Faced with expensive medical bills to treat breast cancer, the 38-year-old nurse from Heilongjiang in northern China is struggling to repay her mortgage and relies on financial support from her wider family to pay for her healthcare.
To cut household costs, she waits until the local food market is about to close before buying because that is when remaining fresh produce is sold at a discount.
“People say that when it’s about to close is the time that produce is cheapest,” said Li. “So now I go at that time.”
Li’s experience show’s the vulnerability of Chinese consumers, who are taking on record amounts of debt even as income growth slows, adding to the challenge for policymakers of preventing the economy from slowing too quickly.
China’s household debt as a proportion of GDP has more than doubled to 40.7% in less than 10 years. While developed nations have higher rates of household debt, Chinese families are much more leveraged because income is lower and so proportionately the costs of social welfare from pensions to healthcare are much higher.
At the end of 2014, the out-of-pocket health spend in China as a percentage of total expenditure was 32%, compared to 9.7% in Britain and 11% in the United States, World Health Organisation data shows.

Task list
[A] Do the following statements agree with the passage on Chinese household debt? Answer yes or no for each, quoting the words of the passage that decide it.
(i) The nurse is 38 years old and comes from Heilongjiang.
(ii) China's household debt as a proportion of GDP has more than tripled in under 10 years.
(iii) Out-of-pocket health spending in Britain was 11% of total expenditure.
[B] Using the passage on Chinese household debt, answer each question on its own line:
(i) At what point does Li go to the local food market?
(ii) What figure has China's household debt as a proportion of GDP reached?
(iii) Whose data is cited for the 2014 health spending figures?
[C] Extend the passage on Chinese household debt past its final sentence.

Given records
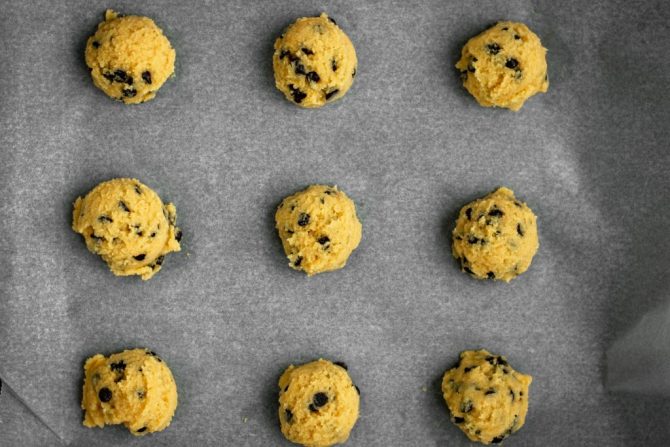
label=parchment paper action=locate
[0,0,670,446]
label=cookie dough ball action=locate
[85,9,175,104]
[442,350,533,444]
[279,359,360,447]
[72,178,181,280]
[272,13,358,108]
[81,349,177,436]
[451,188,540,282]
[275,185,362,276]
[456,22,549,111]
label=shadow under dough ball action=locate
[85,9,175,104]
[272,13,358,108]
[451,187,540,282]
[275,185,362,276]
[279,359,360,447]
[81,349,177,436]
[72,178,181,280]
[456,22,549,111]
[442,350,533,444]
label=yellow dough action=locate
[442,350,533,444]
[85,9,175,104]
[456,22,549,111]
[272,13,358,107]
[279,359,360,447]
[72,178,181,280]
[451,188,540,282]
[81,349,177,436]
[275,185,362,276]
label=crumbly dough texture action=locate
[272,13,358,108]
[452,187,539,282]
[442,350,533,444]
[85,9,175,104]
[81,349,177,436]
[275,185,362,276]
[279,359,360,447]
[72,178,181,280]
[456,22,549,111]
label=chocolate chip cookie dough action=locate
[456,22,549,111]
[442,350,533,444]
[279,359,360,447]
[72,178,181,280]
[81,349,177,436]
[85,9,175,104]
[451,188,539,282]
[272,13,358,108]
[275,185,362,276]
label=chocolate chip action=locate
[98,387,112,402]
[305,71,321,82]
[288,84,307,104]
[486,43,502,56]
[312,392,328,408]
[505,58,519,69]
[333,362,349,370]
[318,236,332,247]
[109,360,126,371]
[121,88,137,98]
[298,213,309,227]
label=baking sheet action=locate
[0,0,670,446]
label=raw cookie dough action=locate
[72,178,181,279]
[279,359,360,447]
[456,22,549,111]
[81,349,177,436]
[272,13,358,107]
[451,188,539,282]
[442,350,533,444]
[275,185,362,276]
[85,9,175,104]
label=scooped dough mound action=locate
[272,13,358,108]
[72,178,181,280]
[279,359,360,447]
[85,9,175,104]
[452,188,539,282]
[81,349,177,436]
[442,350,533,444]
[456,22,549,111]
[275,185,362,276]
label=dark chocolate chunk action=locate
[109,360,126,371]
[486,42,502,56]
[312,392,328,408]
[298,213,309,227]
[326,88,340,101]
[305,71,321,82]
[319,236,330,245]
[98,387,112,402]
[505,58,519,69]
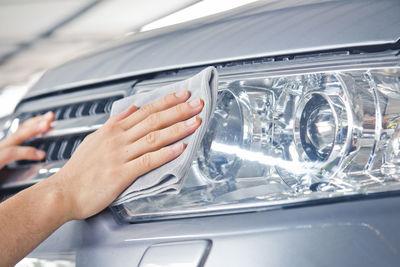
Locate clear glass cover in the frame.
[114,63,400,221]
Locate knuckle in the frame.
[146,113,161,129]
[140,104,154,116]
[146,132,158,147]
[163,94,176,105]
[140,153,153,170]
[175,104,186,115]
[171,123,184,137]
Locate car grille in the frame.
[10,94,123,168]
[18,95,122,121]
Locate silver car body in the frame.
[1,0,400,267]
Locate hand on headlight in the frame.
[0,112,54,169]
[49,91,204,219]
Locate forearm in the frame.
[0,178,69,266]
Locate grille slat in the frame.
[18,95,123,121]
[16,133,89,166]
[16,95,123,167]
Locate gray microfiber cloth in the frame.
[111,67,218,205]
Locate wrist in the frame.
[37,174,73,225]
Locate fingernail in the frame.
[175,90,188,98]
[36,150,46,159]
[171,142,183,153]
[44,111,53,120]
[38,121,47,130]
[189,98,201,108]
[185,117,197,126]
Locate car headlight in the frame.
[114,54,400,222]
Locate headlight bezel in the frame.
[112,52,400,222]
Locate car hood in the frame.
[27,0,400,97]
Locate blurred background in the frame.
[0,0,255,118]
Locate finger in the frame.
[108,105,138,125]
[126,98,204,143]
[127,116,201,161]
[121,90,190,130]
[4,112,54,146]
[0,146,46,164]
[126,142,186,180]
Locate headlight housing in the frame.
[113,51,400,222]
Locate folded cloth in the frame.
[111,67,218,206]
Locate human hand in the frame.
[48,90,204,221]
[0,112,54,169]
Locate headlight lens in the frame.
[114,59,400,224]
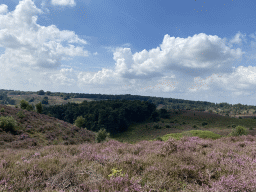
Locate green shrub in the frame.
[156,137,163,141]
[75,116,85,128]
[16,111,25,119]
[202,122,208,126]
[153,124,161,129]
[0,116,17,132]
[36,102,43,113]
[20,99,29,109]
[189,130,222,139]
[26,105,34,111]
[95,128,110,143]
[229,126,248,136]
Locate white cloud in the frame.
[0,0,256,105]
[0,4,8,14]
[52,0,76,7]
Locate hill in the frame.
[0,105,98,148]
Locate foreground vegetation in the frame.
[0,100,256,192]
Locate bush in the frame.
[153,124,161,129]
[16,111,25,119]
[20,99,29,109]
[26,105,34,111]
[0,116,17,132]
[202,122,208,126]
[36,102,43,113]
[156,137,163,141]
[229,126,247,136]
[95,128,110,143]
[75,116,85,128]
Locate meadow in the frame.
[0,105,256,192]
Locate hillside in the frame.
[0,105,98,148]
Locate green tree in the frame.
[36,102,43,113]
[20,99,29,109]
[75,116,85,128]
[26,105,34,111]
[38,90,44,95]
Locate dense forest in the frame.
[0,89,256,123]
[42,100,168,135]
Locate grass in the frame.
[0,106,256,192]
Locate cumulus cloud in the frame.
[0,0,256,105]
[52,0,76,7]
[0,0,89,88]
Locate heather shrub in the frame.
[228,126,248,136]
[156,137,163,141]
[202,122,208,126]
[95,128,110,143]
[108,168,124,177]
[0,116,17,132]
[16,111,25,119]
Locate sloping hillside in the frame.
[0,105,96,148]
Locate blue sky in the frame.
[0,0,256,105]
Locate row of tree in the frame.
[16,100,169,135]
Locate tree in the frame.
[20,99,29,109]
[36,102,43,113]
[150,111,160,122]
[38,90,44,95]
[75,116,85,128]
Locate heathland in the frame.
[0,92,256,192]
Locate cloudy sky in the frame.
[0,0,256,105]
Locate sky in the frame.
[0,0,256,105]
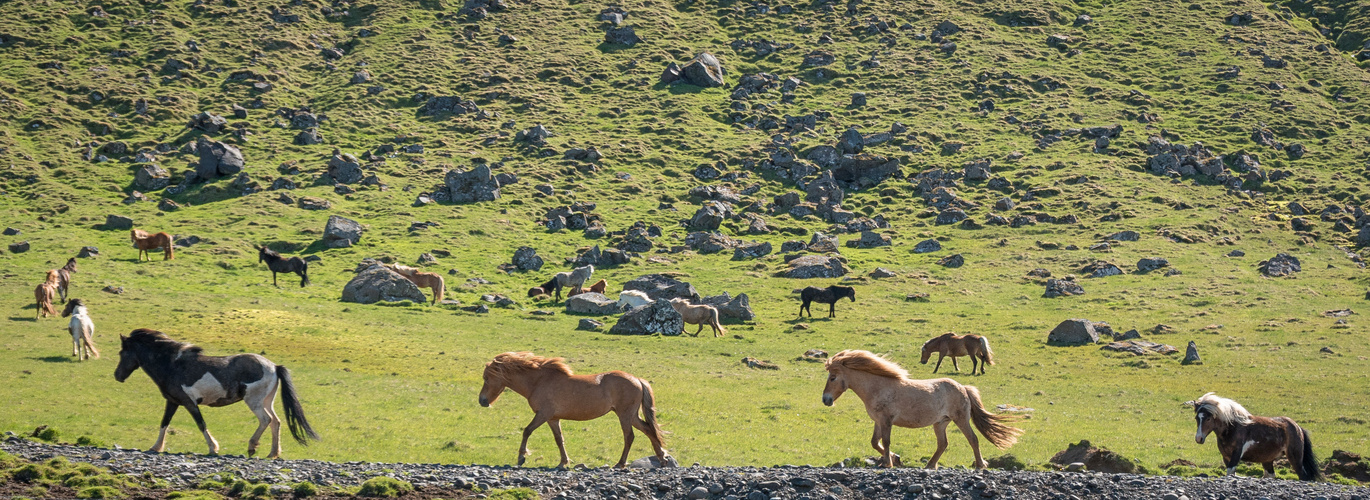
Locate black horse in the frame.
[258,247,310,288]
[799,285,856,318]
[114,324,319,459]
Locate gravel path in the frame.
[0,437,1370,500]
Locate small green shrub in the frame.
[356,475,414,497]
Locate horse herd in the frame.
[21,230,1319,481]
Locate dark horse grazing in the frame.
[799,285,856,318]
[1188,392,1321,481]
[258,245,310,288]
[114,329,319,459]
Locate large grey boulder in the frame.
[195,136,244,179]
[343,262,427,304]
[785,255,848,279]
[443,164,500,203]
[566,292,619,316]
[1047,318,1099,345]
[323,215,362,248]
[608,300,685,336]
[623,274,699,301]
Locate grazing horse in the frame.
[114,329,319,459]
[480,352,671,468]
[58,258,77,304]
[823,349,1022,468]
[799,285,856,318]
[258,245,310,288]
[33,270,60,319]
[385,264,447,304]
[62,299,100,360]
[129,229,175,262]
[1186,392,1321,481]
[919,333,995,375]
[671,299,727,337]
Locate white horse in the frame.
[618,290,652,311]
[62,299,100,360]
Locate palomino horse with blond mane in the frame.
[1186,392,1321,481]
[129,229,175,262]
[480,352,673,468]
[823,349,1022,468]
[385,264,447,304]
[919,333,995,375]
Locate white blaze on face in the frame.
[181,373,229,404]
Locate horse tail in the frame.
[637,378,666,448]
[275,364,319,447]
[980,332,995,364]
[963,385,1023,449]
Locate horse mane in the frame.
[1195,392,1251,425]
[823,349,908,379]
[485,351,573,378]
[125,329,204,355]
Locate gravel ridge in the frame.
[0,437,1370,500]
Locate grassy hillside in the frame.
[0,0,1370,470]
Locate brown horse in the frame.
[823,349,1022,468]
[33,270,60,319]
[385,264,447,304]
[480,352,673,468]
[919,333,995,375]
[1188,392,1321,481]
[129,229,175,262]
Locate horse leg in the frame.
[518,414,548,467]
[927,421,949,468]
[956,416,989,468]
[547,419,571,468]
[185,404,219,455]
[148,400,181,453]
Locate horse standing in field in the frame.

Responses to the tasks
[A]
(i) Yes: "the 38-year-old nurse from Heilongjiang in northern China"
(ii) No: "China’s household debt as a proportion of GDP has more than doubled to 40.7% in less than 10 years"
(iii) No: "compared to 9.7% in Britain and 11% in the United States"

[B]
(i) When it is about to close, because remaining fresh produce is sold at a discount then.
(ii) 40.7%.
(iii) World Health Organisation data.

[C]
“Household debt leverage is very alarming, even though the aggregate amount is controllable,” said Wan Zhe, chief economist at China National Gold Group Corporation, visiting researcher at Chongyang Institute for Financial Studies, Renmin University of China.
“The first issue is that household debt has risen too quickly, the second is that it has risen too quickly as a proportion” of GDP and disposable income, said Wan.
Underlining these concerns, authorities are trying to calm a property rally. In the latest move, regulators told banks to limit the issuance of home loans, the Shanghai Securities Journal reported on Thursday.
The balance of retail mortgages at the end of the third quarter hit 16.8tn yuan ($2.5tn), more than a third higher than a year earlier, China central bank data shows.